Request — Please set out every line of the data below as a Markdown table with two columns, Row and Line, giving each line its own numbered row and leaving out blank lines.

Supplied records —
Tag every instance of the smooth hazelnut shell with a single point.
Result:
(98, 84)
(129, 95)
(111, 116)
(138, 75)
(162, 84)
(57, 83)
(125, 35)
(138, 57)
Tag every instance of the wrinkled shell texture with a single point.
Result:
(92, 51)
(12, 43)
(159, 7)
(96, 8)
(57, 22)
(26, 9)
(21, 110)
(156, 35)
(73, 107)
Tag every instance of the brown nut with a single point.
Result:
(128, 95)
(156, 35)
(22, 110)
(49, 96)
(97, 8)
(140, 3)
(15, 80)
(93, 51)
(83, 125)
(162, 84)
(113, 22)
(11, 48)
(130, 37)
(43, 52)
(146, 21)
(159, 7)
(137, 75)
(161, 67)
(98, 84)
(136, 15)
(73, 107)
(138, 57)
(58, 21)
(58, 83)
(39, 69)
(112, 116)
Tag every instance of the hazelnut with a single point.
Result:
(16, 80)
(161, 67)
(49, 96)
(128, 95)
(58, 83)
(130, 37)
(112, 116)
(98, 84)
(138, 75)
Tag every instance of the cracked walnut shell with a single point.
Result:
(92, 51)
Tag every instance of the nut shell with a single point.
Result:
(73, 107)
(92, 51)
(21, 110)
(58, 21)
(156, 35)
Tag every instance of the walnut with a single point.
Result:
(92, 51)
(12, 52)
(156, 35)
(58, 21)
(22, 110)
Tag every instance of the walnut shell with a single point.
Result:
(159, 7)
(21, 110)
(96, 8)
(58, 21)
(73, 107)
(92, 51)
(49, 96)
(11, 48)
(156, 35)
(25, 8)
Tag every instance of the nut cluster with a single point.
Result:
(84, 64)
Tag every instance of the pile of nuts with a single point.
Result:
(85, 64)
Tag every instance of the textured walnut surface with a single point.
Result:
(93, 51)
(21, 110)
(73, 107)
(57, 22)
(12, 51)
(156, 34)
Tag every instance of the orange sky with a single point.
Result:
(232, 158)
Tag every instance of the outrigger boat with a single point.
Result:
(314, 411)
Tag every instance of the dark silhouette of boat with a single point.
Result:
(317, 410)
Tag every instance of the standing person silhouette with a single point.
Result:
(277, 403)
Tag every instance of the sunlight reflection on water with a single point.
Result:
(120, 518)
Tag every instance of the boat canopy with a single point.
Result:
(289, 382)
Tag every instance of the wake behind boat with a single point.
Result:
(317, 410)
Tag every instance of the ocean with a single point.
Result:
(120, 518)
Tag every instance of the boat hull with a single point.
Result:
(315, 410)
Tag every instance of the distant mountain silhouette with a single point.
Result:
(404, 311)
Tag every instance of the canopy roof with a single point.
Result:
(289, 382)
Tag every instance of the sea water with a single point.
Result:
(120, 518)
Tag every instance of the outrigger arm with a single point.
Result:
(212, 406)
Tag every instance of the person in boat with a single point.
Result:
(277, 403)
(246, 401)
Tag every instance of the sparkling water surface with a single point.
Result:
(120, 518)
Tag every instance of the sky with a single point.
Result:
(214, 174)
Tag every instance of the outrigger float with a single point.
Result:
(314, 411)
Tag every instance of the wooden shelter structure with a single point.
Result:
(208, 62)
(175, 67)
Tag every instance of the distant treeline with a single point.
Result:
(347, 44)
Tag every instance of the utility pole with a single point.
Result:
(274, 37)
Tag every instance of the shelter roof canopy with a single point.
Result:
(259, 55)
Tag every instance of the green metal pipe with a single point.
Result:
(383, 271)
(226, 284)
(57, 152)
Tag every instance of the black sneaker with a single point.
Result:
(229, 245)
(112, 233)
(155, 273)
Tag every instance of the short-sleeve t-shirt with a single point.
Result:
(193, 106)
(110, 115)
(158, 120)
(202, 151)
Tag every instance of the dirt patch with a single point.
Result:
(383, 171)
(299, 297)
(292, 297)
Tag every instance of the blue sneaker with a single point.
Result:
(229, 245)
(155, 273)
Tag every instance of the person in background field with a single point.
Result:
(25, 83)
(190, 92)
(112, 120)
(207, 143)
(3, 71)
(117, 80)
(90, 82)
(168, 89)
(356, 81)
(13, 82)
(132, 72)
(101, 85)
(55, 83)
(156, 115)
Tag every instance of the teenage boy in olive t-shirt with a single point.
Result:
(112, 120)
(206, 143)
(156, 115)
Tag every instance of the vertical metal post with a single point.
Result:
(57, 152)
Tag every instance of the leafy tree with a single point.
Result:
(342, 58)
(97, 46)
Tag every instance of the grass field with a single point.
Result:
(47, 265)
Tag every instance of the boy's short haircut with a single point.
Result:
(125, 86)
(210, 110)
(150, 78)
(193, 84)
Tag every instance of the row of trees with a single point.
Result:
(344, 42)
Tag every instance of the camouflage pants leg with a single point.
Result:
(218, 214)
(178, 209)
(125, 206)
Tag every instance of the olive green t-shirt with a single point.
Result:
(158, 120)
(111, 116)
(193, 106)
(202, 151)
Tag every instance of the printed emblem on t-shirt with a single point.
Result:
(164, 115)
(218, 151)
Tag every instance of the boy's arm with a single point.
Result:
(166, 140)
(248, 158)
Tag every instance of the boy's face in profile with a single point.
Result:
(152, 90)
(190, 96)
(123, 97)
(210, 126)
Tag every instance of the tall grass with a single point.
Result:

Problem solution —
| Row | Line |
|---|---|
| 1 | Tag every instance of the smooth hazelnut shell with a single point. |
| 2 | Result: |
| 3 | (98, 84) |
| 4 | (129, 95) |
| 5 | (111, 116) |
| 6 | (138, 75) |
| 7 | (162, 84) |
| 8 | (57, 83) |
| 9 | (125, 35) |
| 10 | (138, 57) |
| 11 | Tag every instance of the wrinkled shell texture with a single point. |
| 12 | Result: |
| 13 | (92, 51) |
| 14 | (12, 43) |
| 15 | (159, 7) |
| 16 | (96, 8) |
| 17 | (57, 22) |
| 18 | (26, 9) |
| 19 | (21, 110) |
| 20 | (156, 35) |
| 21 | (73, 107) |
| 22 | Tag every instance of the brown nut with a single point. |
| 23 | Result: |
| 24 | (128, 95) |
| 25 | (156, 35) |
| 26 | (22, 110) |
| 27 | (49, 96) |
| 28 | (97, 8) |
| 29 | (140, 3) |
| 30 | (15, 80) |
| 31 | (93, 51) |
| 32 | (83, 125) |
| 33 | (162, 84) |
| 34 | (113, 22) |
| 35 | (11, 48) |
| 36 | (130, 37) |
| 37 | (43, 52) |
| 38 | (146, 21) |
| 39 | (159, 7) |
| 40 | (137, 75) |
| 41 | (161, 67) |
| 42 | (98, 84) |
| 43 | (136, 15) |
| 44 | (73, 107) |
| 45 | (138, 57) |
| 46 | (58, 21) |
| 47 | (58, 83) |
| 48 | (39, 69) |
| 49 | (112, 116) |
| 50 | Tag every instance of the hazelnut with a single point. |
| 51 | Result: |
| 52 | (16, 80) |
| 53 | (161, 67) |
| 54 | (49, 96) |
| 55 | (128, 95) |
| 56 | (58, 83) |
| 57 | (130, 37) |
| 58 | (112, 116) |
| 59 | (98, 84) |
| 60 | (138, 75) |
| 61 | Tag every instance of the cracked walnut shell with a single point. |
| 62 | Result: |
| 63 | (92, 51) |
| 64 | Tag every instance of the nut shell with a single point. |
| 65 | Result: |
| 66 | (73, 107) |
| 67 | (92, 51) |
| 68 | (21, 110) |
| 69 | (58, 21) |
| 70 | (156, 35) |
| 71 | Tag every instance of the walnut with a single point. |
| 72 | Result: |
| 73 | (92, 51) |
| 74 | (12, 52) |
| 75 | (156, 35) |
| 76 | (58, 21) |
| 77 | (22, 110) |
| 78 | Tag every instance of the walnut shell with a single point. |
| 79 | Result: |
| 80 | (159, 7) |
| 81 | (21, 110) |
| 82 | (96, 8) |
| 83 | (58, 21) |
| 84 | (73, 107) |
| 85 | (92, 51) |
| 86 | (49, 96) |
| 87 | (11, 48) |
| 88 | (156, 35) |
| 89 | (25, 8) |
| 90 | Tag every instance of the nut cluster with a single point. |
| 91 | Result: |
| 92 | (84, 64) |
| 93 | Tag every instance of the pile of nuts with a single point. |
| 94 | Result: |
| 95 | (85, 64) |
| 96 | Tag every instance of the textured walnut surface with a single point. |
| 97 | Result: |
| 98 | (93, 51) |
| 99 | (21, 110) |
| 100 | (73, 107) |
| 101 | (57, 22) |
| 102 | (12, 51) |
| 103 | (156, 34) |
| 104 | Tag every instance of the orange sky with a single point. |
| 105 | Result: |
| 106 | (232, 158) |
| 107 | Tag every instance of the outrigger boat with a single point. |
| 108 | Result: |
| 109 | (314, 411) |
| 110 | Tag every instance of the dark silhouette of boat with a single point. |
| 111 | Result: |
| 112 | (317, 410) |
| 113 | Tag every instance of the standing person silhouette with a single point. |
| 114 | Result: |
| 115 | (277, 403) |
| 116 | Tag every instance of the sunlight reflection on water with a single point. |
| 117 | Result: |
| 118 | (120, 518) |
| 119 | Tag every instance of the boat canopy with a single point. |
| 120 | Result: |
| 121 | (289, 382) |
| 122 | Tag every instance of the wake behind boat with a single point. |
| 123 | Result: |
| 124 | (317, 410) |
| 125 | Tag every instance of the ocean with a single point. |
| 126 | Result: |
| 127 | (120, 518) |
| 128 | Tag every instance of the boat hull with a single point. |
| 129 | Result: |
| 130 | (315, 410) |
| 131 | Tag every instance of the distant mountain silhouette with a single point. |
| 132 | Result: |
| 133 | (404, 311) |
| 134 | Tag every instance of the canopy roof with a single point. |
| 135 | Result: |
| 136 | (289, 382) |
| 137 | Tag every instance of the sea water with a single point. |
| 138 | Result: |
| 139 | (120, 518) |
| 140 | Tag every instance of the outrigger arm with a single point. |
| 141 | Result: |
| 142 | (212, 406) |
| 143 | Tag every instance of the person in boat with a single point. |
| 144 | Result: |
| 145 | (277, 403) |
| 146 | (246, 401) |
| 147 | Tag every instance of the sparkling water surface with a single point. |
| 148 | Result: |
| 149 | (120, 518) |
| 150 | Tag every instance of the sky with a single point. |
| 151 | Result: |
| 152 | (214, 174) |
| 153 | Tag every instance of the outrigger float with a single point. |
| 154 | Result: |
| 155 | (314, 411) |
| 156 | Tag every instance of the wooden shelter structure with a single point. |
| 157 | Result: |
| 158 | (208, 62) |
| 159 | (175, 67) |
| 160 | Tag every instance of the distant treeline with a single point. |
| 161 | Result: |
| 162 | (347, 44) |
| 163 | Tag every instance of the utility pole with a single point. |
| 164 | Result: |
| 165 | (274, 37) |
| 166 | Tag every instance of the shelter roof canopy with a single point. |
| 167 | Result: |
| 168 | (259, 55) |
| 169 | Tag every instance of the green metal pipe with a single point. |
| 170 | Result: |
| 171 | (383, 271) |
| 172 | (226, 284) |
| 173 | (57, 152) |
| 174 | Tag every instance of the black sneaker with a single point. |
| 175 | Result: |
| 176 | (229, 245) |
| 177 | (112, 233) |
| 178 | (155, 273) |
| 179 | Tag every instance of the short-sleeve t-shirt with a single point. |
| 180 | Result: |
| 181 | (193, 106) |
| 182 | (110, 115) |
| 183 | (158, 120) |
| 184 | (202, 151) |
| 185 | Tag every instance of the dirt patch with a single point. |
| 186 | Result: |
| 187 | (383, 171) |
| 188 | (299, 297) |
| 189 | (292, 297) |
| 190 | Tag every instance of the blue sneaker with a single point. |
| 191 | Result: |
| 192 | (229, 245) |
| 193 | (155, 273) |
| 194 | Tag every instance of the person in background field with a single point. |
| 195 | Result: |
| 196 | (25, 83) |
| 197 | (190, 92) |
| 198 | (112, 120) |
| 199 | (207, 143) |
| 200 | (3, 71) |
| 201 | (117, 80) |
| 202 | (90, 82) |
| 203 | (168, 89) |
| 204 | (356, 81) |
| 205 | (13, 82) |
| 206 | (132, 72) |
| 207 | (101, 85) |
| 208 | (55, 83) |
| 209 | (156, 115) |
| 210 | Tag every instance of the teenage boy in olive t-shirt with a single point. |
| 211 | Result: |
| 212 | (112, 120) |
| 213 | (206, 143) |
| 214 | (156, 115) |
| 215 | Tag every instance of the vertical metal post with a single point. |
| 216 | Result: |
| 217 | (57, 152) |
| 218 | Tag every instance of the leafy tree with a single point. |
| 219 | Result: |
| 220 | (342, 58) |
| 221 | (97, 46) |
| 222 | Tag every instance of the grass field with a single point. |
| 223 | Result: |
| 224 | (47, 265) |
| 225 | Tag every instance of the boy's short haircut with a single point. |
| 226 | Result: |
| 227 | (125, 86) |
| 228 | (210, 110) |
| 229 | (150, 78) |
| 230 | (193, 84) |
| 231 | Tag every instance of the row of trees with a single point. |
| 232 | Result: |
| 233 | (344, 42) |
| 234 | Tag every instance of the camouflage pants leg with a single point. |
| 235 | Result: |
| 236 | (218, 214) |
| 237 | (178, 209) |
| 238 | (125, 206) |
| 239 | Tag every instance of the olive green t-shirt with a single point. |
| 240 | Result: |
| 241 | (158, 120) |
| 242 | (111, 116) |
| 243 | (193, 106) |
| 244 | (202, 151) |
| 245 | Tag every instance of the printed emblem on t-shirt with a single point. |
| 246 | Result: |
| 247 | (164, 115) |
| 248 | (218, 151) |
| 249 | Tag every instance of the boy's arm with a single point. |
| 250 | Result: |
| 251 | (166, 140) |
| 252 | (248, 158) |
| 253 | Tag every instance of the boy's face in profile with a single point. |
| 254 | Result: |
| 255 | (152, 90) |
| 256 | (190, 96) |
| 257 | (123, 97) |
| 258 | (210, 126) |
| 259 | Tag every instance of the tall grass with a single point. |
| 260 | Result: |